The Claude UX Copywriter Skill: Stop Shipping Lorem Ipsum and Generic Button Text

A ready-to-paste Claude Code skill that reviews and rewrites the interface copy in any generation: buttons, errors, empty states, and labels, all checked against real UX writing rules instead of the model's default marketing voice.

The problem with AI interface copy

Claude is good at building a screen and bad at writing what goes on it, unless you make it. Left alone, it reaches for the most statistically common words: buttons that say “Submit” and “Get Started”, errors that say “Something went wrong”, empty states that say nothing useful, and headlines stuffed with “seamless” and “unlock” and “supercharge.”

The layout looks finished. The copy is placeholder wearing a suit. And copy is the part of the interface users actually read.

Generic copy is the fastest way to make a good design feel cheap. The fix is not to ask nicely each time. It is to give Claude a checklist it runs every time.

This guide gives you that checklist as a skill. You paste one file, and from then on /ux-copy audits and rewrites the interface copy in any generation, against rules instead of vibes.


What you will build

By the end you will have:

  1. A real file at ~/.claude/skills/ux-copy/SKILL.md
  2. A /ux-copy command you can run in any project
  3. An audit that checks buttons, labels, errors, empty states, and headlines
  4. A rewrite pass that fixes the weak copy inline and tells you what changed

It works in about ten minutes. Tuning it to your product’s exact voice is the ongoing part.


The rules the skill enforces

These are the fundamentals AI copy gets wrong most often. The skill carries all of them.

  • Buttons name the action, not the form. “Send invite”, not “Submit.” The user should know what happens before they click.
  • Lead with the user’s goal, not the system’s process. “Find your plan”, not “Plan selection wizard.”

**Record excerpts:**
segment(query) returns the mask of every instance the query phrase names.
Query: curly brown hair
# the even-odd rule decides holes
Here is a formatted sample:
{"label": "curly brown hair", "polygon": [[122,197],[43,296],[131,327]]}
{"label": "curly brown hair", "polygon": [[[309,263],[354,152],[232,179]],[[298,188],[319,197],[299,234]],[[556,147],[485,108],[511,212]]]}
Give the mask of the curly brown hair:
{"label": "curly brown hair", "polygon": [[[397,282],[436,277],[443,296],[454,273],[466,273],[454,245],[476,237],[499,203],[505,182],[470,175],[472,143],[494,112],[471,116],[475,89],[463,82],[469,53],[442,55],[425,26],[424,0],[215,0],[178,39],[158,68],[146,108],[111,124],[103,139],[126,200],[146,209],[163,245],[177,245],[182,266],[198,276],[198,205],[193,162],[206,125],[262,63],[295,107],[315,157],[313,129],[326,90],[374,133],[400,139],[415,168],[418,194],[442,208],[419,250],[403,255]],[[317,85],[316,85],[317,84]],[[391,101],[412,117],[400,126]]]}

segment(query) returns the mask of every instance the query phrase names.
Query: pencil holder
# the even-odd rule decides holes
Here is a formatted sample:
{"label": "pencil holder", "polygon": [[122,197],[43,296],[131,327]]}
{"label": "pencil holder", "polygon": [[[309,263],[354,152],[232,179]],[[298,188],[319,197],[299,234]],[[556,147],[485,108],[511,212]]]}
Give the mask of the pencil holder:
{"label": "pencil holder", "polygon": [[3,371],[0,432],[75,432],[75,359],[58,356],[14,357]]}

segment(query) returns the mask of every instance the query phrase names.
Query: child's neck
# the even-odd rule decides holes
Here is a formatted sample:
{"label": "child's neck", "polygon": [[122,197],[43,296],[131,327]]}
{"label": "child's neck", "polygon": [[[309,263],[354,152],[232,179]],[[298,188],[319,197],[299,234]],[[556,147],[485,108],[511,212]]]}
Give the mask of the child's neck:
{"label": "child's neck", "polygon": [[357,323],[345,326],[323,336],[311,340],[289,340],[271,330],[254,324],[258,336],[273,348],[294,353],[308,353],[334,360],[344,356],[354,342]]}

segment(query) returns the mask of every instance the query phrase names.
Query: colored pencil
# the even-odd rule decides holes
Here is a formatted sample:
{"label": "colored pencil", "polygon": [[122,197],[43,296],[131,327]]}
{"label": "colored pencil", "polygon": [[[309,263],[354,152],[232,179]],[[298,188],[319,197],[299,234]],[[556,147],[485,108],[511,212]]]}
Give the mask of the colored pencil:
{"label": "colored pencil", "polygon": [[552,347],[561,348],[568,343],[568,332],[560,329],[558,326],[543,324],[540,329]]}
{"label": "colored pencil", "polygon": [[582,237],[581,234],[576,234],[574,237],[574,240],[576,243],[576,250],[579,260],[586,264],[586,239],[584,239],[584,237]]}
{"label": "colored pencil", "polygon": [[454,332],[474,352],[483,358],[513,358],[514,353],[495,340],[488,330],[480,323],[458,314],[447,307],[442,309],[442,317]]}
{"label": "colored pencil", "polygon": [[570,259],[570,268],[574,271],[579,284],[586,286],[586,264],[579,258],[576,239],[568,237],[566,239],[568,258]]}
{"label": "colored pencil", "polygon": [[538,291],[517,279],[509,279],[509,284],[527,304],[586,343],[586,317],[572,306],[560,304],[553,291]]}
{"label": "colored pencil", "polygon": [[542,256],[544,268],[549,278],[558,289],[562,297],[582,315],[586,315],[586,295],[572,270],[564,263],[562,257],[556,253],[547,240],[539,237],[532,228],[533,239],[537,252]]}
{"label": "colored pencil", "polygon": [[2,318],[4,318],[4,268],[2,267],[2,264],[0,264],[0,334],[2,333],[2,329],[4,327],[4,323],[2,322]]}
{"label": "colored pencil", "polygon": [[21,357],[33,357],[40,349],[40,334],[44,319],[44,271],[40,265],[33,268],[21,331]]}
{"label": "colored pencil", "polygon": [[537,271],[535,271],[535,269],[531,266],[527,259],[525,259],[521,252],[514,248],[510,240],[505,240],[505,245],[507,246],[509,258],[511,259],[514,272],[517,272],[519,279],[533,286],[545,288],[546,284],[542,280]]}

**Exercise:**
Rewrite the UX copywriter skill guide between "It works in" and "before they click.", inclusive, putting "fifteen minutes" in place of "ten minutes".

**Task result:**
It works in about fifteen minutes. Tuning it to your product’s exact voice is the ongoing part.


The rules the skill enforces

These are the fundamentals AI copy gets wrong most often. The skill carries all of them.

  • Buttons name the action, not the form. “Send invite”, not “Submit.” The user should know what happens before they click.